Written instruction A:
Print the part of the Henry VIII Novices' Chase article that begins at the words "The Henry VIII Novices' Chase is" and ends after the words "in early December.", unchanged.

Henry VIII Novices' Chase
- Class: Grade 1
- Location: Sandown Park Racecourse Esher, England
- Race type: Steeplechase
- Sponsor: Betfair
- Website: Sandown Park

Race information
- Distance: 1 mile 7 furlongs 99 yards (3,108 metres)
- Surface: Turf
- Track: Right-handed
- Qualification: Four-years-old and up
- Weight: 11 st 1 lb (4yo) 11 st 7 lb (5yo+) Allowances 7 lb for fillies and mares
- Purse: £100,000 (2025) 1st: £45,560

= Henry VIII Novices' Chase =

Steeplechase horse race in Britain

The Henry VIII Novices' Chase is a Grade 1 National Hunt steeplechase in Great Britain which is open to horses aged four years or older. It is run at Sandown Park over a distance of about 1 mile 7½ furlongs (1 mile 7 furlongs and 99 yards, or 3,108 metres), and during its running there are thirteen fences to be jumped. The race is for novice chasers, and it is scheduled to take place each year in early December.

The event is named after Henry VIII, who commandeered Esher (the location of Sandown Park) as a royal hunting ground in the sixteenth century. In its analysis of the 2007 running, the Racing Post described the Henry VIII Novices' Chase as: "A race that has a very high standing in the calendar thanks to the exploits of past winners and subsequent Grade 1 stars like Direct Route, Decoupage, Fondmort, Impek, Thisthatandtother, Contraband and Racing Demon." It was raised to Grade 1 status in 2011 having previously been contested at Grade 2 level.

==Records==

Leading jockey since 1980 (3 wins):
- Richard Rowe – Our Fun (1984), Midnight Count (1986), Ballyhane (1987)
- Richard Dunwoody – Acre Hill (1990), Wonder Man (1992), Certainly Strong (1995)

Leading trainer since 1980 (7 wins):
- Paul Nicholls – Dines (1998), Thisthatandtother (2003), Marodima (2007), Al Ferof (2011), Hinterland (2013), Vibrato Valtat (2014), Dynamite Dollars (2018)

Written instruction B:
Write out the records again from the line containing "Locate white stage" through the line containing "[417,339,461,384]", putting "band" in place of "stripe" and leaving everything else as it is.

Given entries:
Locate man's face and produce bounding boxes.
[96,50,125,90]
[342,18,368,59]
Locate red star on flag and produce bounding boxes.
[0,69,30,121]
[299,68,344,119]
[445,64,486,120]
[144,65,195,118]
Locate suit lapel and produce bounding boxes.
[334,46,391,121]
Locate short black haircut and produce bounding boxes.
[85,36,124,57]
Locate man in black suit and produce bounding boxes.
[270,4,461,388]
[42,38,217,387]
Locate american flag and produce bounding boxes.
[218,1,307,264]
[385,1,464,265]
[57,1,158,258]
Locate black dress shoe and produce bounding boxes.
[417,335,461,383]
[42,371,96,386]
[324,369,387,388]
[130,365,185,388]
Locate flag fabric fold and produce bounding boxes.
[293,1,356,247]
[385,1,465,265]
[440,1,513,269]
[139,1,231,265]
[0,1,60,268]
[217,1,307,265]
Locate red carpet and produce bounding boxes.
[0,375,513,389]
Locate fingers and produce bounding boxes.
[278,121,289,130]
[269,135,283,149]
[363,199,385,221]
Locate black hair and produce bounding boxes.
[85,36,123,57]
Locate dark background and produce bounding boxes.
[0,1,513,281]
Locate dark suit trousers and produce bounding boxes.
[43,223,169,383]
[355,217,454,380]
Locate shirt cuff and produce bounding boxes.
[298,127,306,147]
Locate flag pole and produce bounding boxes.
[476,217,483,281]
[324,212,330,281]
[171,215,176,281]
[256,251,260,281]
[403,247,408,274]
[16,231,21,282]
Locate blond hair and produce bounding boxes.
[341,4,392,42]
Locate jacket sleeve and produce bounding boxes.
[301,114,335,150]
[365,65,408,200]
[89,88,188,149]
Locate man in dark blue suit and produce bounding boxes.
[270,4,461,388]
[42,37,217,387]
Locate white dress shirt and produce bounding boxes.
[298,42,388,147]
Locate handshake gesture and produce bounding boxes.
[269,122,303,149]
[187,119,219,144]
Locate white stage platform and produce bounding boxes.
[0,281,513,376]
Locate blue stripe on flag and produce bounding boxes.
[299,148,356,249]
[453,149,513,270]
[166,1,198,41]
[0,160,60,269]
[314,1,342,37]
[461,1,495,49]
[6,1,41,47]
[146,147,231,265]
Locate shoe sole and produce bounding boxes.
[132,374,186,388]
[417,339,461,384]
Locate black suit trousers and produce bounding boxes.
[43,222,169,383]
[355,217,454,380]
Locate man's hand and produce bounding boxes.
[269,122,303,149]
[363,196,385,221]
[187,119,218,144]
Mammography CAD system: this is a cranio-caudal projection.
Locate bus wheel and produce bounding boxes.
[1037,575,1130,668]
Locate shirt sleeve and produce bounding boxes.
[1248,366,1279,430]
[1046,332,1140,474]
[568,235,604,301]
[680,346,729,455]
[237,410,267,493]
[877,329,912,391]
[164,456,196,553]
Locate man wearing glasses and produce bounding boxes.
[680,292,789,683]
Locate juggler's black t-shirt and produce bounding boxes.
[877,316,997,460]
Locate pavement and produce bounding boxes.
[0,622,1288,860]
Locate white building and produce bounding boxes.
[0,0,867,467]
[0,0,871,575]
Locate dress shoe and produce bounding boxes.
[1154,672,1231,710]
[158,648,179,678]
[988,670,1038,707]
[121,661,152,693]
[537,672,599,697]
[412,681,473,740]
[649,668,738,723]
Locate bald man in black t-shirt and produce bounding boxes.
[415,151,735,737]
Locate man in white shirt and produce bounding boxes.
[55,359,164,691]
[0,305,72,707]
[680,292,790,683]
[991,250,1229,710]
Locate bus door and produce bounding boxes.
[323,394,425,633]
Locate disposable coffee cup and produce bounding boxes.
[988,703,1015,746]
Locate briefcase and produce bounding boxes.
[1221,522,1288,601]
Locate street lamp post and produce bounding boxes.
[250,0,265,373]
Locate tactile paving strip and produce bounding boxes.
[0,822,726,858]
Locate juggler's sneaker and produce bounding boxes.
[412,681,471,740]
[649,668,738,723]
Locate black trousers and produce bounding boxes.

Finished answer A:
The Henry VIII Novices' Chase is a Grade 1 National Hunt steeplechase in Great Britain which is open to horses aged four years or older. It is run at Sandown Park over a distance of about 1 mile 7½ furlongs (1 mile 7 furlongs and 99 yards, or 3,108 metres), and during its running there are thirteen fences to be jumped. The race is for novice chasers, and it is scheduled to take place each year in early December.

Finished answer B:
Locate white stage platform and produce bounding boxes.
[0,281,513,376]
Locate blue band on flag and produce bounding boxes.
[299,148,356,249]
[453,149,513,270]
[166,1,198,41]
[0,160,60,269]
[314,1,342,37]
[461,1,495,49]
[6,1,41,47]
[146,147,231,265]
Locate shoe sole and produce bounding boxes.
[132,374,186,388]
[417,339,461,384]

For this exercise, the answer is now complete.